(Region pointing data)
○ ○ ○ ○
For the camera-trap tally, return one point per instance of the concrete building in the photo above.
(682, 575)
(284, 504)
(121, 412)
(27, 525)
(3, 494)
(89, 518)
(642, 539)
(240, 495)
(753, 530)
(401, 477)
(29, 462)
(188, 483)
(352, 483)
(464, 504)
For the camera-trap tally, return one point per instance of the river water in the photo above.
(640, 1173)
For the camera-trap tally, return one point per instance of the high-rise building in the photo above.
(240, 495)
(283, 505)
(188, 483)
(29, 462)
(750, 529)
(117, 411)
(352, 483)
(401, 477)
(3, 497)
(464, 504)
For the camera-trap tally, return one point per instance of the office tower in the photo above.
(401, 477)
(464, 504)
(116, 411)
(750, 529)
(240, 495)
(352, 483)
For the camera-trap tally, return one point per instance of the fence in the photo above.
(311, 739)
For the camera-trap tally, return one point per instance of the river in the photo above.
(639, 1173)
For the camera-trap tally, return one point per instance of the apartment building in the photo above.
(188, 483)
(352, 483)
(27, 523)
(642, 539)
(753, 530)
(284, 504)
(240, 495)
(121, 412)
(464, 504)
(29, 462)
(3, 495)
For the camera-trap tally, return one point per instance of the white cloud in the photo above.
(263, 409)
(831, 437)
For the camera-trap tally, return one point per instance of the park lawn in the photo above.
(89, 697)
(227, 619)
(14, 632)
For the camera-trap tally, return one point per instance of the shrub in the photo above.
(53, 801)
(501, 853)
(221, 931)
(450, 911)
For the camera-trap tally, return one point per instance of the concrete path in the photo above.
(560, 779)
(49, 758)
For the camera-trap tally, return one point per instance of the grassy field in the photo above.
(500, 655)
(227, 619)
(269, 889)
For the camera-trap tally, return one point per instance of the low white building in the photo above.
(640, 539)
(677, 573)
○ ○ ○ ○
**Exercise brief**: Each record above should be reproduced in full, exactly as it stands.

**Written answer**:
For the camera-trap tally, return one point per instance of the concrete building in the photo above.
(682, 575)
(284, 504)
(121, 412)
(27, 525)
(3, 494)
(89, 518)
(642, 539)
(240, 495)
(753, 530)
(401, 477)
(29, 462)
(188, 483)
(352, 483)
(464, 504)
For the camera-trap tally, return one point per instance of the river water in the photo above.
(640, 1173)
For the camera-trap tally, return one point per instance of the high-rise building in the photo above.
(240, 495)
(283, 505)
(188, 483)
(29, 462)
(750, 529)
(117, 411)
(352, 483)
(401, 477)
(3, 497)
(464, 504)
For the camera-trap tally, return one point per instance of the office tower in the photo above.
(401, 477)
(464, 504)
(116, 411)
(750, 529)
(240, 495)
(352, 483)
For the camera-trap tally, return one point per instance of the fence in the photo above.
(311, 739)
For the camera-trap tally, return one point per instance of the river in the photo above.
(639, 1173)
For the camera-trap tally, return one point per instance of the apartment building in the photo above.
(188, 483)
(352, 483)
(27, 523)
(642, 539)
(753, 530)
(284, 504)
(240, 495)
(121, 412)
(464, 504)
(29, 462)
(3, 495)
For the camera-trap tally, return one point per instance of the white cloud in the photo above.
(263, 409)
(831, 437)
For the camera-trap tally, return one point per instance of the park lawn in the photo above.
(89, 697)
(227, 619)
(14, 632)
For the camera-trap tally, return one point per instance of the shrub in the photo above.
(53, 801)
(501, 853)
(221, 931)
(450, 911)
For the camera-trap tally, return one point per instance of the concrete path in the photo above.
(560, 779)
(49, 758)
For the camera-trap tally, return one point per instance of the grassy field in the photo above.
(500, 655)
(227, 619)
(269, 889)
For the camera-trap tally, return one point per instance of the low white building in the photo above.
(640, 539)
(677, 573)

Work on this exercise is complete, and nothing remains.